• [Text section]:
The US Dollar showed up with a surprising spate of strength in Q1 of this year, coming on the heels of a bleeding downtrend that dominated the currency’s final 8 months of 2020 trade.
But after going deep into oversold territory and as the DXY had formed into a falling wedge, often approached with the aim of bullish reversals, the stage was set for a Q1 counter-trend theme of US Dollar strength, and that scenario ran very visibly into the end of the quarter. At this point, the US Dollar has set a fresh four-month-high on the final day of Q1, after which sellers have started to push for a consistent move lower.
This goes in the direction of the bigger picture trend, the same that held strong through last year; but it also flies directly against the strength that was on full display in Q1.
US Dollar Daily Price Chart
Taking a step back to look at that bigger picture – and this puts that Q1 rally into scope. Price action in the USD did test above the 23.6% Fibonacci retracement of last year’s sell-off, but it wasn’t for long. And sellers have already pushed back below this key spot on the chart, keeping the door open for a return of the longer-term bearish trend.

Collected data:
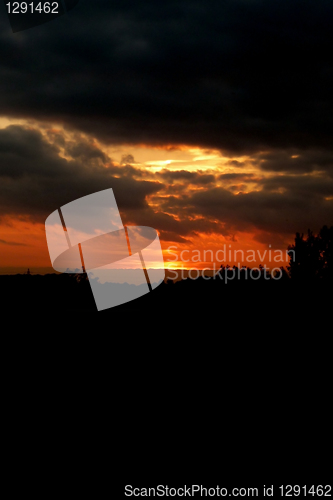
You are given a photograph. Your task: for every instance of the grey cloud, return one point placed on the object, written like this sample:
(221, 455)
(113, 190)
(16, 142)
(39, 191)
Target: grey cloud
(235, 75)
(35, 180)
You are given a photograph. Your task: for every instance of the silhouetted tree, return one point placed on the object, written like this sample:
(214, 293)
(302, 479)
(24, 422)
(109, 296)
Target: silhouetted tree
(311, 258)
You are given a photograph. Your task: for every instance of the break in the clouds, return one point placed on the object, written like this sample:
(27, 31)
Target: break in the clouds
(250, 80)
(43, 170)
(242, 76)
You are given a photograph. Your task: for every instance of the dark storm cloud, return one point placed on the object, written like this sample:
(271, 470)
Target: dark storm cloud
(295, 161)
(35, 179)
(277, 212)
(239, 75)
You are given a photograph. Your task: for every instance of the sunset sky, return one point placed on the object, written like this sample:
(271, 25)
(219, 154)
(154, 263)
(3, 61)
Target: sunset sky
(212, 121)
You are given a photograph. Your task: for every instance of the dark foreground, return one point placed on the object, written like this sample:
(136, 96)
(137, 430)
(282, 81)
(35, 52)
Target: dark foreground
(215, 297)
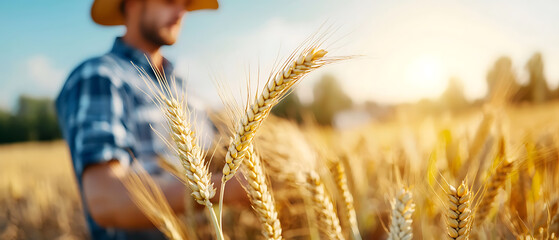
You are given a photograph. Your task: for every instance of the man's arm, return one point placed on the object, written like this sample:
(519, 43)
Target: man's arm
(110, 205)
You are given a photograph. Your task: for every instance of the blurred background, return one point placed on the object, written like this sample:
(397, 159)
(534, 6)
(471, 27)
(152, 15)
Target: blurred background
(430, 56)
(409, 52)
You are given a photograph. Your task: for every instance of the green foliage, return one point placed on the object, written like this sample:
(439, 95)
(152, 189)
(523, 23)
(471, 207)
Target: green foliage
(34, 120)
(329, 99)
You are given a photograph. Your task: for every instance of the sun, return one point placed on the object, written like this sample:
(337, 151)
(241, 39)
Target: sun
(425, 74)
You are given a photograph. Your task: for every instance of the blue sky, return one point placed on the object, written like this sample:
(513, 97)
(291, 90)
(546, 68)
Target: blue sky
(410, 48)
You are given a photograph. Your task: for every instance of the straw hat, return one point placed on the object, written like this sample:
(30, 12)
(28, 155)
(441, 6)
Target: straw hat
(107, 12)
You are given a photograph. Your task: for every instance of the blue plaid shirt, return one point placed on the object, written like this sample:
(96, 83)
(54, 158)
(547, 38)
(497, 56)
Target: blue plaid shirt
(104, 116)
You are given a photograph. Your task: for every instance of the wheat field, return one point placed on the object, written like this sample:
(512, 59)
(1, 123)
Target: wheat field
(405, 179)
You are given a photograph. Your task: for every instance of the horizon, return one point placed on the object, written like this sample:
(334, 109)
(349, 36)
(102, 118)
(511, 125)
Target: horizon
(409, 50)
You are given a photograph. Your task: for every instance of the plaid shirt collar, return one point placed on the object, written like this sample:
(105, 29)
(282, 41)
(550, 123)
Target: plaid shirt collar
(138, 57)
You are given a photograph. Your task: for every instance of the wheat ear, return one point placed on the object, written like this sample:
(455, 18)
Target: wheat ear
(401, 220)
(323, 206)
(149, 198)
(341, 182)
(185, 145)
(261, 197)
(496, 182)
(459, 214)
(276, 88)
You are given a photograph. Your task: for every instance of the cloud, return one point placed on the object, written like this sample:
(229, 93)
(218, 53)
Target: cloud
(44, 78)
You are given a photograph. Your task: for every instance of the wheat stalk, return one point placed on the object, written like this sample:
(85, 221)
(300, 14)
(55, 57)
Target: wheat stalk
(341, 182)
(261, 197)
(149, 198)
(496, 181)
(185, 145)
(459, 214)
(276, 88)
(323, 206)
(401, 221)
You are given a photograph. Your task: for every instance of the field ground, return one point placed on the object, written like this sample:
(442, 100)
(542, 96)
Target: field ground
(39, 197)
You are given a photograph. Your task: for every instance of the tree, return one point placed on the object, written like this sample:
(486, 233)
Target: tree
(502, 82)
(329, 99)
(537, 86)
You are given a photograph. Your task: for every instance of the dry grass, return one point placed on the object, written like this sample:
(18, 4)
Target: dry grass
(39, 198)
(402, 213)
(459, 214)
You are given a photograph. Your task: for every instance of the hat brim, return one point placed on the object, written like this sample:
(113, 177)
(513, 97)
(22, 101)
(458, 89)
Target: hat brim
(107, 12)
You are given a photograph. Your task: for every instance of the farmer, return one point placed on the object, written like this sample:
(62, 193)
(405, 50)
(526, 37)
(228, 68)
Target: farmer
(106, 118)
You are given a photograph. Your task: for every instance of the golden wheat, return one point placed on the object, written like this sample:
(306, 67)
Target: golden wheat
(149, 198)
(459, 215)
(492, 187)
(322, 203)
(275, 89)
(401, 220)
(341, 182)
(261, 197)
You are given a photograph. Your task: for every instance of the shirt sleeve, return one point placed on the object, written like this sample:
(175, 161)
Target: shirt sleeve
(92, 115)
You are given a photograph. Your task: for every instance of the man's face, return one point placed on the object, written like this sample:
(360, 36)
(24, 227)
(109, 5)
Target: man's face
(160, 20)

• [Your goal]: Could you set down, word for word, the part of the US Dollar commentary above between "This goes in" and "display in Q1.", inclusive?

• [Solution for this problem]:
This goes in the direction of the bigger picture trend, the same that held strong through last year; but it also flies directly against the strength that was on full display in Q1.